In a media statement issued April 12, Alan Leshner, chief executive of the Washington, D.C.-based AAAS, said the association is concerned that rather than contributing to science education, the hearing "will most likely serve to confuse the public about the nature of scientific enterprise."
Teach the Controversy
John West is the associate director of the Discovery Institute's Center for Science and Culture and an advocate of the institute's "teach the controversy" approach to teaching evolution in U.S. public schools.
The approach steers clear of teaching intelligent-design theory in the schools (the Discovery Institute believes the theory is too new to be required). Instead, "teach the controversy" promotes teaching "all the evidence relating to evolutionary theory," West said.
Included in the evidence are what the Discovery Institute views as legitimate criticisms of evolutionary theory, such as the limits of natural selection and random mutation in explaining the explosion of new body plans during the Cambrian period (about 570 million years ago).
"If high school or college students are capable of understanding evidence for evolution, certainly they could understand scientific criticisms of key parts of the theory, particularly the limit to the creative power of selection and random mutation," West said.
Eugenie Scott is director of the Oakland, California-based National Center for Science Education, which defends the teaching of evolution in schools. She said the problem with the "teach the controversy" approach to teaching evolution is "there's no controversy."
According to Scott, anybody who surveys the peer-reviewed scientific literature will uncover articles documenting disagreements over the pattern and process of evolution, "but they won't find arguments over whether living things have common ancestors," she said.
Behe, the Lehigh University biochemist, said, "Everybody agrees Darwinian theory does explain some things. The question is, is it a good explanation for everything? That is where people start to disagree."
Numbers, the University of Wisconsin-Madison science historian, said that, on the face of it, teaching the strengths and weaknesses of evolution looks innocuous and in fact is what science teachers should try to do when discussing any theory.
"I'd be in favor of it if I didn't realize this as a rhetorical ploy to get teachers to undermine evolution," he said.

_Directions:_
a: Answer these questions from the article on teaching evolution:
(i) In what city is the National Center for Science Education based?
(ii) Why does the Discovery Institute not push for intelligent-design theory to be required in schools?
(iii) At which university does Numbers work as a science historian?
b: Output the portion of the article on teaching evolution that begins with the words containing "According to Scott, anybody" and ends with "discussing any theory.".
c: Carry the article on teaching evolution forward with the passage that would come after its final sentence.
The lines after this point play no part in anything asked here.

_Available data:_
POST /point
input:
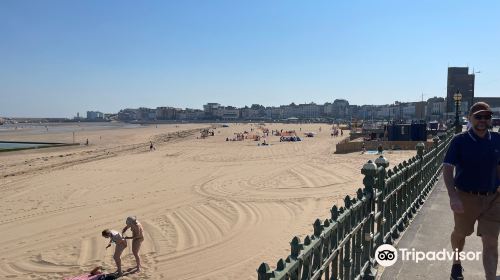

_The answers:_
a:
(i) Oakland, California
(ii) It believes the theory is too new to be required.
(iii) The University of Wisconsin-Madison

b:
According to Scott, anybody who surveys the peer-reviewed scientific literature will uncover articles documenting disagreements over the pattern and process of evolution, "but they won't find arguments over whether living things have common ancestors," she said.
Behe, the Lehigh University biochemist, said, "Everybody agrees Darwinian theory does explain some things. The question is, is it a good explanation for everything? That is where people start to disagree."
Numbers, the University of Wisconsin-Madison science historian, said that, on the face of it, teaching the strengths and weaknesses of evolution looks innocuous and in fact is what science teachers should try to do when discussing any theory.

c:
According to Scott, any scientific views presented by the intelligent-design community have the same chance as any other scientific idea of landing in the classroom, but they first must be accepted as viable by the scientific community. High school teachers, she said, are limited to teaching the consensus view of their subjects.
"What you'll find is ID [intelligent design] has not gone anywhere in the science community," she said. "The scientists have looked at ID and said, Hmmm, not ready for prime time."
According to Behe, the biochemist, recognizing the signature of the intelligent agent is like recognizing that the faces of the U.S. presidents carved into South Dakota's Mount Rushmore is the work of humans, not chaotic, random events.
Advocates of intelligent design say certain things in nature (such as the complex molecular "machines" found in a cell) cannot be explained by evolution. Such features have the earmark of an intelligent agent, ID advicates say.
"The justification for design is that these systems seem to have features we associate with designed systems," Behe said. "They have intricate parts that interact with each other."
Until these complex components of nature are proven to result from evolution or some other process, Behe said, scientists ought to allow the plausibility that they are the work of an intelligent agent.
"Many people in academia, in the sciences, take it as a principle that they should not resort to an explanation that has a strong philosophical, theological ramification," he said. "But that is not so in the case of the general public."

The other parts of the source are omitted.